Can you update the lines from the line with "task | place one marker on every instance of the braided" to the line with "[(197, 220), (195, 223)]" so that "marker" becomes "dot", with nothing else altered?
━━━━━ DATA SUPPLIED ━━━━━
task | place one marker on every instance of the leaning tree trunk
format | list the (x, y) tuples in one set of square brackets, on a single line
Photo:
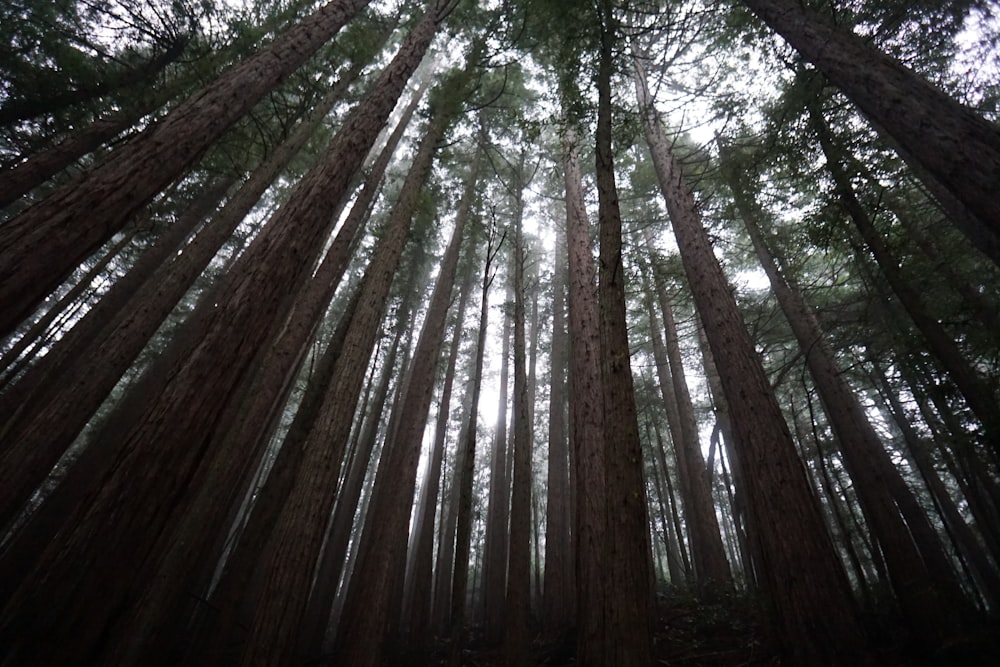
[(517, 610), (978, 394), (558, 606), (629, 611), (918, 567), (98, 350), (812, 604), (586, 408), (465, 458), (708, 555), (295, 546), (371, 606), (417, 596), (137, 498), (39, 247), (954, 151)]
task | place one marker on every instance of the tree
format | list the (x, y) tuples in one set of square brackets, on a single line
[(253, 294), (953, 150), (41, 245), (818, 622)]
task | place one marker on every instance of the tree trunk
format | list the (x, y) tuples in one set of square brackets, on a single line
[(955, 152), (494, 572), (586, 418), (918, 567), (708, 554), (287, 568), (465, 458), (629, 612), (982, 400), (137, 498), (371, 607), (418, 595), (812, 605), (517, 610), (42, 165), (98, 350), (558, 600), (39, 247)]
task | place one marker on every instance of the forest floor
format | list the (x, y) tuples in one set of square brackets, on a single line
[(728, 633)]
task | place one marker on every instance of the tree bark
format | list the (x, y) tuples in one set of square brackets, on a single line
[(517, 610), (39, 247), (918, 567), (812, 605), (629, 614), (982, 400), (137, 498), (586, 407), (465, 458), (955, 152), (558, 600)]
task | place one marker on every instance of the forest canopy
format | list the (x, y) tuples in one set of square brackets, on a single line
[(618, 332)]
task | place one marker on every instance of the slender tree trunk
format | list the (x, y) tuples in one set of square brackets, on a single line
[(418, 595), (955, 152), (39, 247), (982, 400), (39, 335), (98, 350), (586, 420), (136, 499), (287, 568), (25, 176), (517, 611), (919, 569), (54, 101), (629, 614), (465, 459), (558, 600), (708, 554), (813, 609), (494, 570), (371, 607)]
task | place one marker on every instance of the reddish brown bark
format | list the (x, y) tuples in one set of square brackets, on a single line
[(955, 151), (164, 443), (39, 247), (813, 608)]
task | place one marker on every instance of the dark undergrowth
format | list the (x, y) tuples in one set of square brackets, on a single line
[(731, 632)]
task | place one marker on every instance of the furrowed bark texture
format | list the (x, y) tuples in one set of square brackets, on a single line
[(952, 147), (295, 546), (39, 247), (136, 499), (812, 605)]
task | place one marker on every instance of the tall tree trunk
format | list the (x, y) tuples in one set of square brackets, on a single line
[(982, 400), (955, 152), (629, 612), (39, 247), (707, 552), (137, 498), (558, 600), (371, 606), (42, 165), (517, 610), (918, 567), (288, 567), (53, 101), (465, 459), (586, 407), (813, 609), (418, 594), (494, 572), (51, 411)]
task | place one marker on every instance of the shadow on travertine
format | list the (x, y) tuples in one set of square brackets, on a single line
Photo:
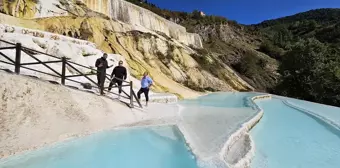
[(208, 128)]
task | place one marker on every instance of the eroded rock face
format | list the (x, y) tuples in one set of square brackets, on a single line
[(166, 59), (135, 15), (170, 61)]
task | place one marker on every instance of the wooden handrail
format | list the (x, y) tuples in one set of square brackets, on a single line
[(65, 62)]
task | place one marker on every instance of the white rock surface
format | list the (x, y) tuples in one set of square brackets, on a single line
[(79, 51)]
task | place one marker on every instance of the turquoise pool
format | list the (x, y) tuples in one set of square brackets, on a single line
[(161, 147), (287, 138)]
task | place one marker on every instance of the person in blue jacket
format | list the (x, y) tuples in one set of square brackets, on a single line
[(146, 83)]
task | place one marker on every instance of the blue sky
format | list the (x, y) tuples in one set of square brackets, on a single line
[(247, 11)]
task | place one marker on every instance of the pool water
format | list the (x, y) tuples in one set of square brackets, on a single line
[(288, 138), (161, 147)]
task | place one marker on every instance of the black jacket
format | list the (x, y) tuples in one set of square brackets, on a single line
[(119, 72), (104, 62)]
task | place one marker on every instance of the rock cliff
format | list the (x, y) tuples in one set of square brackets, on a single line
[(135, 15), (174, 65)]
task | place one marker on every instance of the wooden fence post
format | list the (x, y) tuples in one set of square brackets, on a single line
[(131, 94), (63, 70), (17, 57)]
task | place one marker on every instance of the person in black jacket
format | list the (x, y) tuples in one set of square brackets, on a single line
[(102, 65), (118, 75)]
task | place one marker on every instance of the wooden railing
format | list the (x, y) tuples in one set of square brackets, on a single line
[(65, 63)]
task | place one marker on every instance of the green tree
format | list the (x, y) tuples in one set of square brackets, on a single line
[(311, 71)]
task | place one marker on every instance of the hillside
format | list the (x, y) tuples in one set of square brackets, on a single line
[(190, 53), (307, 45), (147, 41), (296, 56), (226, 42)]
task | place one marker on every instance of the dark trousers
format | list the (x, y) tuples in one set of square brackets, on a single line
[(145, 91), (101, 80), (119, 83)]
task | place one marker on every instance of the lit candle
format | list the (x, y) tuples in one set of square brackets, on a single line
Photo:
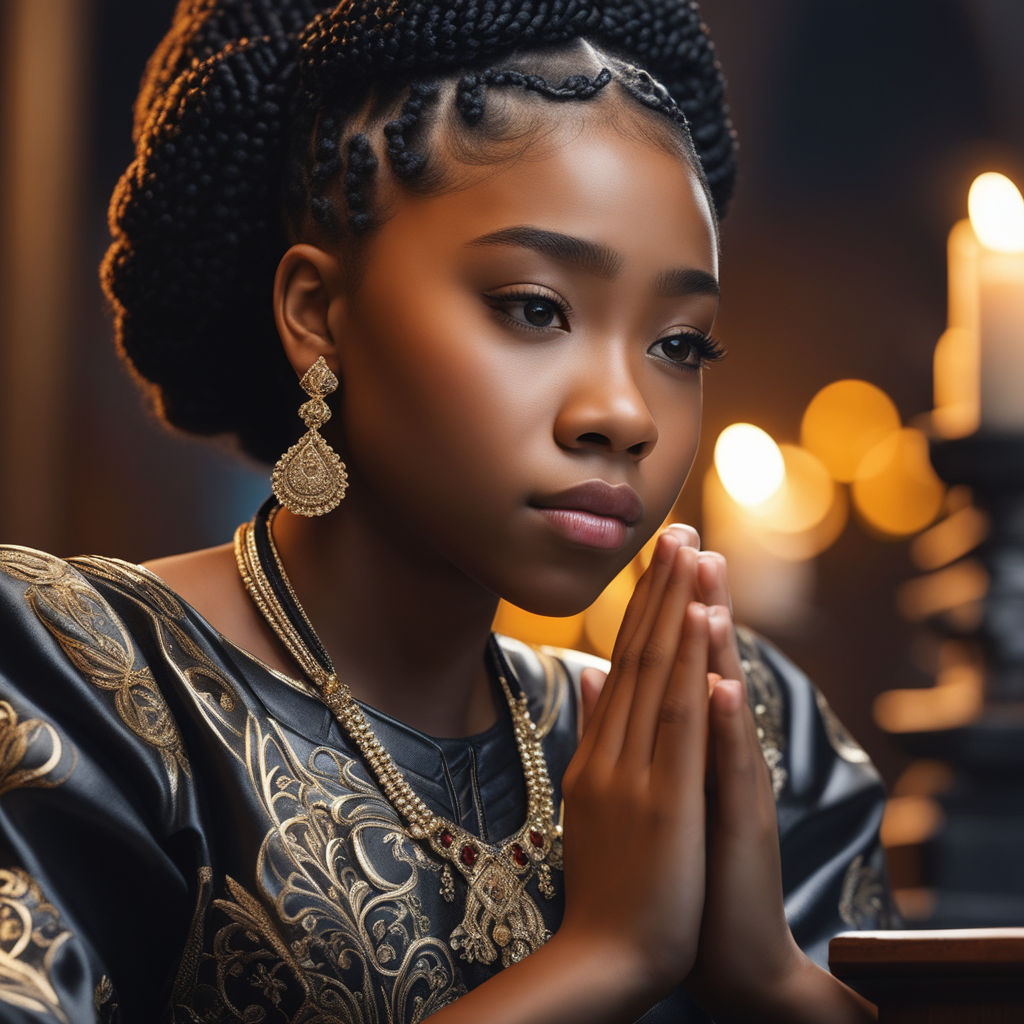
[(997, 217), (956, 368)]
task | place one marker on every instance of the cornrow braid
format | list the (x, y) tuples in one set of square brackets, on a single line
[(470, 90), (255, 125), (407, 164), (358, 177)]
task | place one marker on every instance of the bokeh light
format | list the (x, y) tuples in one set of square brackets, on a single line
[(896, 491), (996, 212), (807, 513), (844, 421), (749, 464)]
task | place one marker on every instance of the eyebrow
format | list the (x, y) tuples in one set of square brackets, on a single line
[(596, 258)]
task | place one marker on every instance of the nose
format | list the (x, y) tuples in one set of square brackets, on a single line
[(604, 410)]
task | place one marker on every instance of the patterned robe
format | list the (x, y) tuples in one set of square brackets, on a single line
[(186, 835)]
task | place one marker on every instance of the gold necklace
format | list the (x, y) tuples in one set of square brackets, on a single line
[(501, 916)]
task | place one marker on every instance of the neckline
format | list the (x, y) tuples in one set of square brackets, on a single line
[(306, 688)]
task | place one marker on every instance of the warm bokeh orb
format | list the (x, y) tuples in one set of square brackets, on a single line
[(807, 513), (996, 210), (844, 421), (896, 491), (749, 464)]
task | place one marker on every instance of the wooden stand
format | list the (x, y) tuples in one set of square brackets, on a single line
[(964, 976)]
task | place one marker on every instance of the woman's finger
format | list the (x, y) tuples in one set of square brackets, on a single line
[(607, 721), (723, 654), (743, 785), (657, 662), (681, 740), (640, 614), (713, 580)]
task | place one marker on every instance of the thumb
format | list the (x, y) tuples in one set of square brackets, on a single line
[(591, 684)]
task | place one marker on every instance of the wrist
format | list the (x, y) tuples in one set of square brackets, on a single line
[(801, 993), (619, 970)]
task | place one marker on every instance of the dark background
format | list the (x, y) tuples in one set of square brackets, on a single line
[(861, 123)]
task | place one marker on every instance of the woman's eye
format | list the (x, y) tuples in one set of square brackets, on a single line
[(540, 312), (688, 349), (530, 310)]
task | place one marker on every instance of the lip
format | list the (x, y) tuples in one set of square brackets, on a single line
[(597, 498)]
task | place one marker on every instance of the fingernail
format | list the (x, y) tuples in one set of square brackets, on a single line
[(666, 547), (692, 538)]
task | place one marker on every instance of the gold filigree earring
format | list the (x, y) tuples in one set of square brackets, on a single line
[(310, 478)]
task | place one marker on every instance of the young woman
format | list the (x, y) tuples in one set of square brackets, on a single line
[(294, 777)]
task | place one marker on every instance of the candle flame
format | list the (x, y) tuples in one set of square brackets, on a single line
[(996, 212), (749, 463)]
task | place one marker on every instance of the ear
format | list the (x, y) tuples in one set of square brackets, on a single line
[(308, 305)]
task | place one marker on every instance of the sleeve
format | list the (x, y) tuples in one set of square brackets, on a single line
[(829, 800), (93, 902)]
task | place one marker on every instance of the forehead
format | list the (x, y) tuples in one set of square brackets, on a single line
[(580, 178)]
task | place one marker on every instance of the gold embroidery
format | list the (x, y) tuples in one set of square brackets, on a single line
[(338, 884), (185, 979), (842, 742), (862, 901), (97, 644), (104, 1001), (171, 631), (29, 752), (31, 935), (766, 701)]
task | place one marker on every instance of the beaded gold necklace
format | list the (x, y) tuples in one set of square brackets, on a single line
[(501, 918)]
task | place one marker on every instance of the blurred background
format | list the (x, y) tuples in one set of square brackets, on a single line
[(862, 124)]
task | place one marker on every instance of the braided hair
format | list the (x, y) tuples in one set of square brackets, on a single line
[(262, 122)]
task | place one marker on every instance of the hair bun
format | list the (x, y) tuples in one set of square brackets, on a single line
[(197, 220), (195, 223)]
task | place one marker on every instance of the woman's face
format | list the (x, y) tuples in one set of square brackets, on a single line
[(520, 366)]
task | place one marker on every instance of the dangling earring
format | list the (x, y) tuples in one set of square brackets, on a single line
[(309, 478)]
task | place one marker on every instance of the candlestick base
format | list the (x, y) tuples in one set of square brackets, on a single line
[(972, 863)]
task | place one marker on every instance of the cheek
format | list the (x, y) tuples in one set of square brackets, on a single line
[(678, 418)]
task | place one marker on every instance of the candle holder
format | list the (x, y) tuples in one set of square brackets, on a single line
[(972, 867)]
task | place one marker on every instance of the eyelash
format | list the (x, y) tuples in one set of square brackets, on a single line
[(708, 348)]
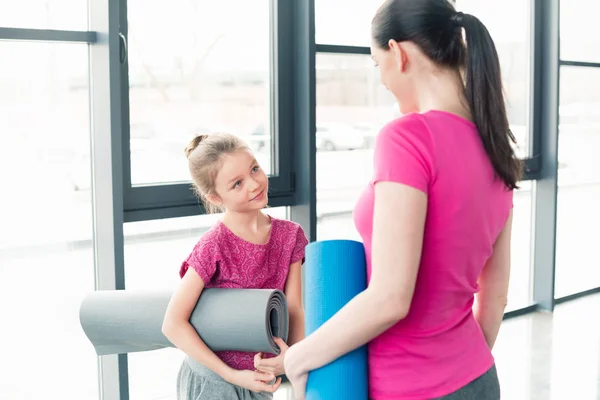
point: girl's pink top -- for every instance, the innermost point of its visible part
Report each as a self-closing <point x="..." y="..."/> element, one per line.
<point x="224" y="260"/>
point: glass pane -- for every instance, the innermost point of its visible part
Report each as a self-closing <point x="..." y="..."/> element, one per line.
<point x="45" y="14"/>
<point x="206" y="70"/>
<point x="46" y="257"/>
<point x="514" y="50"/>
<point x="351" y="107"/>
<point x="579" y="39"/>
<point x="154" y="251"/>
<point x="353" y="29"/>
<point x="578" y="215"/>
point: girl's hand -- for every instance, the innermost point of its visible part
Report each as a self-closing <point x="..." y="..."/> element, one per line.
<point x="255" y="381"/>
<point x="272" y="365"/>
<point x="295" y="372"/>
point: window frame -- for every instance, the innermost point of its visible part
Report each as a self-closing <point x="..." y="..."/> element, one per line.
<point x="177" y="199"/>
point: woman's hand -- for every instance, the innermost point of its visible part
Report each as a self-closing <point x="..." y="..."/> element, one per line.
<point x="272" y="365"/>
<point x="295" y="372"/>
<point x="255" y="381"/>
━━━━━
[FINISHED ANSWER]
task | place one dot on every instance of the braided hair
format | list the (x, y) tuples in one set of square brackets, on a single line
[(262, 122)]
task | place one dot on every instance of the hair bun
format | list the (x, y) tuples in one set of square brackets, on a single line
[(197, 220), (195, 223)]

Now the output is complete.